• [Given records]:

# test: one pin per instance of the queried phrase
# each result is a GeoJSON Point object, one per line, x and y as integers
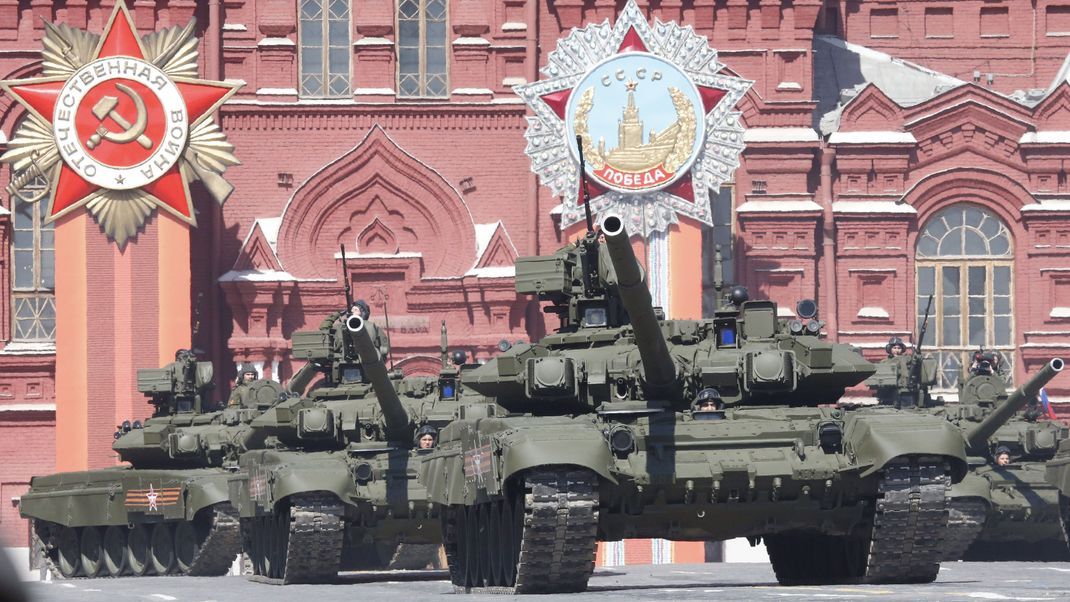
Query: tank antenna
{"type": "Point", "coordinates": [583, 182]}
{"type": "Point", "coordinates": [443, 344]}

• [What to produce]: Copy the lines above verbatim, leaving out the picture.

• [Full solution]:
# test: one pin per instance of the queried phrase
# each result is a GeoJSON Point object, one per line, x and y as integers
Query: tank antenna
{"type": "Point", "coordinates": [583, 182]}
{"type": "Point", "coordinates": [443, 344]}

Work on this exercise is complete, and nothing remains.